YOUR TASK:
Your answer must be an exact copy of the lines below, from the first through the one with "plumage? Indicate one point per instance.", with no pictures.

====== DATA EXCERPTS ======

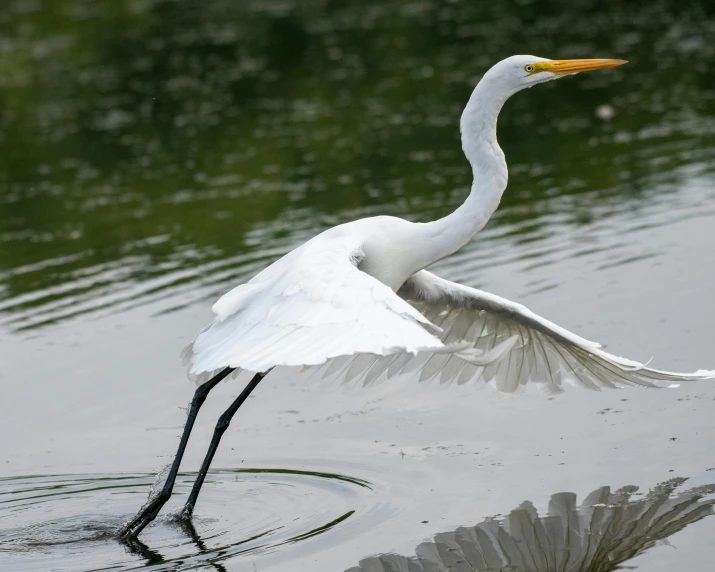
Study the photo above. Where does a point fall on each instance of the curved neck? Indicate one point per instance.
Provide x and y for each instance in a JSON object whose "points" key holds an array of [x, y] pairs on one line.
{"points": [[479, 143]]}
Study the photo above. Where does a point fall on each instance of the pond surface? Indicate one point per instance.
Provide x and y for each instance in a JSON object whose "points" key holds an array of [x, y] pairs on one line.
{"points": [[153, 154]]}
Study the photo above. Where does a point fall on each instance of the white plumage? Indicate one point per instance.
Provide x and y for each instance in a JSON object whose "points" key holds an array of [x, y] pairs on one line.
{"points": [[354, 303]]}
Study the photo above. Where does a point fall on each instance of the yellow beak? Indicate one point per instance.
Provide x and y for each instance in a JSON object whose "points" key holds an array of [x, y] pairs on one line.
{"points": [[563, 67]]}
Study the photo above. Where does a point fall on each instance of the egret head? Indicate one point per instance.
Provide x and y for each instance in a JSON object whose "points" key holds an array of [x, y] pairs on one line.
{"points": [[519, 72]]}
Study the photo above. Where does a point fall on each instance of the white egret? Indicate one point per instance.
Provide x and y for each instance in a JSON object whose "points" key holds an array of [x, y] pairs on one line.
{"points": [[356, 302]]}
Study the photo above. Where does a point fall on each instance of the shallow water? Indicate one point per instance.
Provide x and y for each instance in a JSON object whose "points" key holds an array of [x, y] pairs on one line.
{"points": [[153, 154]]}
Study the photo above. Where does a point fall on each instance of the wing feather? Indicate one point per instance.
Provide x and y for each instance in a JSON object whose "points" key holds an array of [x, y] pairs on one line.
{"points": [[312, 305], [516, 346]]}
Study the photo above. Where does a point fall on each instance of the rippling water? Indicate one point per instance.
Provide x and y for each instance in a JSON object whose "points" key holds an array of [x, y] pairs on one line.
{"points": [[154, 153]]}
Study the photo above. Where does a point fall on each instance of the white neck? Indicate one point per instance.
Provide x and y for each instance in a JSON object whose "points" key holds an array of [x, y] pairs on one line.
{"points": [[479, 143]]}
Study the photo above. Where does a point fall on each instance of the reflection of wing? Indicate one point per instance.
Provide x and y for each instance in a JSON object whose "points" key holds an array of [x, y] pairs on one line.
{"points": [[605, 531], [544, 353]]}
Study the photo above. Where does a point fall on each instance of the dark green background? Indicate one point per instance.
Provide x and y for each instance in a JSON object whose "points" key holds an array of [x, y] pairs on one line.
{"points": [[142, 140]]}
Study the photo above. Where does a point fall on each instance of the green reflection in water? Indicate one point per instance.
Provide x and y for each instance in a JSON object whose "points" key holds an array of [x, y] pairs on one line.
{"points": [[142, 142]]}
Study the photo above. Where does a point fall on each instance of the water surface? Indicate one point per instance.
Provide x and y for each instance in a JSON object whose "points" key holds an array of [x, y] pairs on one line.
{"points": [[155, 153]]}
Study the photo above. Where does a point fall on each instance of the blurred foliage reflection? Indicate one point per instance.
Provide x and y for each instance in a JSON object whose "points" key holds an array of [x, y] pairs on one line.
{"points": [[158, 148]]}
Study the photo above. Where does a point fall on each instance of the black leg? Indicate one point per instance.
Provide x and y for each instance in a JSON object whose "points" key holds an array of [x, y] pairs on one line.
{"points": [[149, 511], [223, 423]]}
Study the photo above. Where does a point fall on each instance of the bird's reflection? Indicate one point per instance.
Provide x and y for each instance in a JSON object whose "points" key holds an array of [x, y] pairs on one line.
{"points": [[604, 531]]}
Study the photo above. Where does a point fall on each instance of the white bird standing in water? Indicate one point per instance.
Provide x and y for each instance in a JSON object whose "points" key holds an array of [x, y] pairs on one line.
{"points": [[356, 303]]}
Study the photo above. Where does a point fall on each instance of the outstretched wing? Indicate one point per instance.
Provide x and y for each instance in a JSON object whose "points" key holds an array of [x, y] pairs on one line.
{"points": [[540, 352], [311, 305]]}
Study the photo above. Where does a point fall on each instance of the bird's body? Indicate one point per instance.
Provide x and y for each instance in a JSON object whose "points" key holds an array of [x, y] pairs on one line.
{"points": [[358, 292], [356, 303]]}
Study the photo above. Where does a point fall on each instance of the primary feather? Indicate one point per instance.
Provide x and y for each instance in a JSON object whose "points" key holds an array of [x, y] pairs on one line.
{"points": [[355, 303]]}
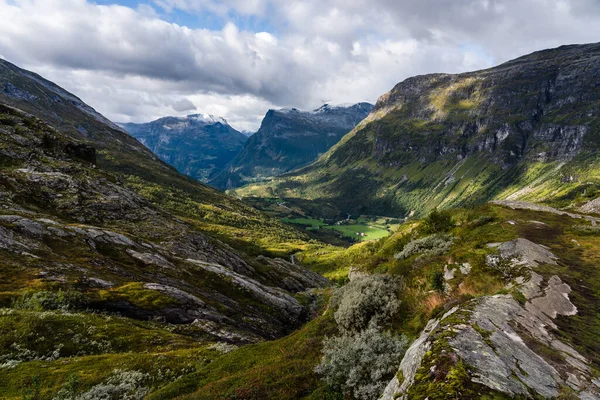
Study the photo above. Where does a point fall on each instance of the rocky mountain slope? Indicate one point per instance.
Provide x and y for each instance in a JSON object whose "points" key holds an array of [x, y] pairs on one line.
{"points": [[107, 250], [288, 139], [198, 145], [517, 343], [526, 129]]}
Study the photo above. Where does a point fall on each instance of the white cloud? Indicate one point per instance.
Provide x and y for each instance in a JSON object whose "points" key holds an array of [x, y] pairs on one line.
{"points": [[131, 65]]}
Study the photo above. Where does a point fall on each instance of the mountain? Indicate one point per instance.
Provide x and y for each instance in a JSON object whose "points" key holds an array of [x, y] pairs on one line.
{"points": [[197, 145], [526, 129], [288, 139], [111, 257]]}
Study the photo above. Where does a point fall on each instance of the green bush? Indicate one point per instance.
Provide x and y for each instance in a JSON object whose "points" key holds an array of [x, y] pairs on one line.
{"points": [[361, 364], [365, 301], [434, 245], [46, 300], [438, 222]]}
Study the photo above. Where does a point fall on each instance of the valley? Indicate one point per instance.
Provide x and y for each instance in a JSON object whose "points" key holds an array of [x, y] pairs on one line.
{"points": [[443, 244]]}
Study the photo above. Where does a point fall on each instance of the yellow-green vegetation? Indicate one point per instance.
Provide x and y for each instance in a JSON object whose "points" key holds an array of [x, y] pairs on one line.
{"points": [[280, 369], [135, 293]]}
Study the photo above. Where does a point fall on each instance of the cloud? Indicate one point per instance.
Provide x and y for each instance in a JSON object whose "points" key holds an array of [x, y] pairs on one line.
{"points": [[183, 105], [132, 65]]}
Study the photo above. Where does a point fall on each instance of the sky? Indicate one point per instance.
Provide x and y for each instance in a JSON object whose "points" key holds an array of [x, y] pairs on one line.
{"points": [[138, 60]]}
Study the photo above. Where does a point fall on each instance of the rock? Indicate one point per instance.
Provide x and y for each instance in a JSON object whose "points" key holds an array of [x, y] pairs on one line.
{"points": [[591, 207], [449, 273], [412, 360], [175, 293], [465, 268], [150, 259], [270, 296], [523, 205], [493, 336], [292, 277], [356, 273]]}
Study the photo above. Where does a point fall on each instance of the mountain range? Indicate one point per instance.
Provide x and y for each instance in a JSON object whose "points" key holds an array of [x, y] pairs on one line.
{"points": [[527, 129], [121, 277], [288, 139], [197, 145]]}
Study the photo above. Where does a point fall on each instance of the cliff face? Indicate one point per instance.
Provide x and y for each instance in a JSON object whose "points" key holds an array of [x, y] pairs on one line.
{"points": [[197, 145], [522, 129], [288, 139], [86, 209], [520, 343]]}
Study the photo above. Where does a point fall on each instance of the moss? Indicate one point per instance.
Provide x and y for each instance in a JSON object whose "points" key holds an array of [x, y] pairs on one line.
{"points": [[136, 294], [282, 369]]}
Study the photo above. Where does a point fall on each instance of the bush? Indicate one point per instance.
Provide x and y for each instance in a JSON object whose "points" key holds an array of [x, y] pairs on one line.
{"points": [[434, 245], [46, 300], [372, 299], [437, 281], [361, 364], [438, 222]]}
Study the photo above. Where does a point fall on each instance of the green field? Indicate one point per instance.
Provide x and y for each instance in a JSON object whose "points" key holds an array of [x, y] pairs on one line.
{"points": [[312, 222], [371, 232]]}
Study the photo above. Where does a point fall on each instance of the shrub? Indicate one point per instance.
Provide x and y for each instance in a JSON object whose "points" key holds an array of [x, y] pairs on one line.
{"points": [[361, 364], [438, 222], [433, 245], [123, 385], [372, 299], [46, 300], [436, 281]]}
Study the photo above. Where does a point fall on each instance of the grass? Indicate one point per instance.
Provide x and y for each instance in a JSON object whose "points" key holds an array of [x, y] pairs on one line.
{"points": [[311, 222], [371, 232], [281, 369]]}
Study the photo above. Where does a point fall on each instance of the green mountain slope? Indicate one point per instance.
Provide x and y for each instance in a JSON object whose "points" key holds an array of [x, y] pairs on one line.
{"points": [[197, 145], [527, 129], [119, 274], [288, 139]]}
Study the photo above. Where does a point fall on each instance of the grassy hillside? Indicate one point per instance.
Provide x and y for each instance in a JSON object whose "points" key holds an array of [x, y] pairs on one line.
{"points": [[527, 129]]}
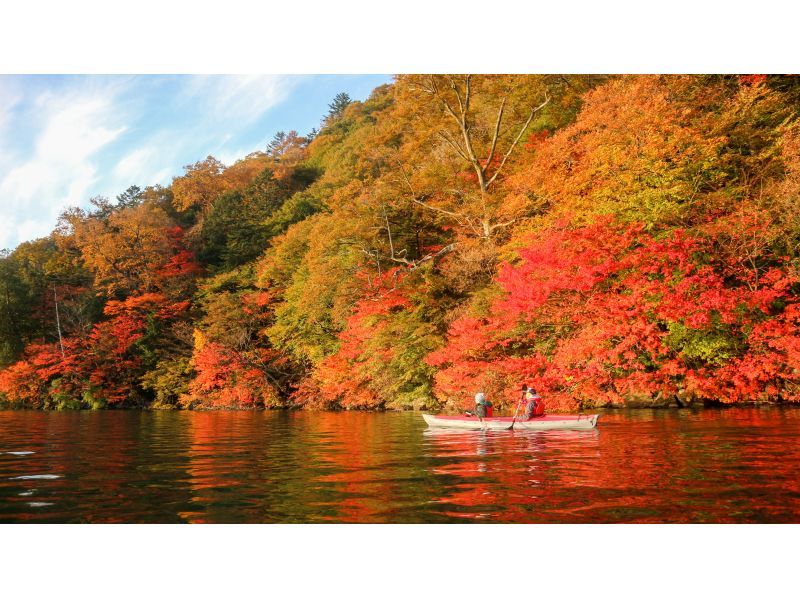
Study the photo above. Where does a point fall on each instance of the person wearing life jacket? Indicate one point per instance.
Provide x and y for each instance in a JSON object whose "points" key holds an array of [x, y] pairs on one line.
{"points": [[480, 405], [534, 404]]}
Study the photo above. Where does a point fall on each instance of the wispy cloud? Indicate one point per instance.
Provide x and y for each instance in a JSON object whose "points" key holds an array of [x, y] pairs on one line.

======

EXERCISE RESULT:
Study the photo above. Where does a point fall on each instance of the curved neck? Indicate one point per instance.
Provide x and y for each instance in a JSON object whose "points" key holds an array of [x, y] pairs on one line.
{"points": [[479, 143]]}
Study the photo above. Where does a point fall on each instance of the pond surface? Indicate one point per instance.
Provide x and y for each instance in a JSON object whose "points" key holds an array of [x, y] pairs on one line.
{"points": [[153, 154]]}
Study the photo above. Where does a point fall on each instance of the white plumage? Indicate one point per instance.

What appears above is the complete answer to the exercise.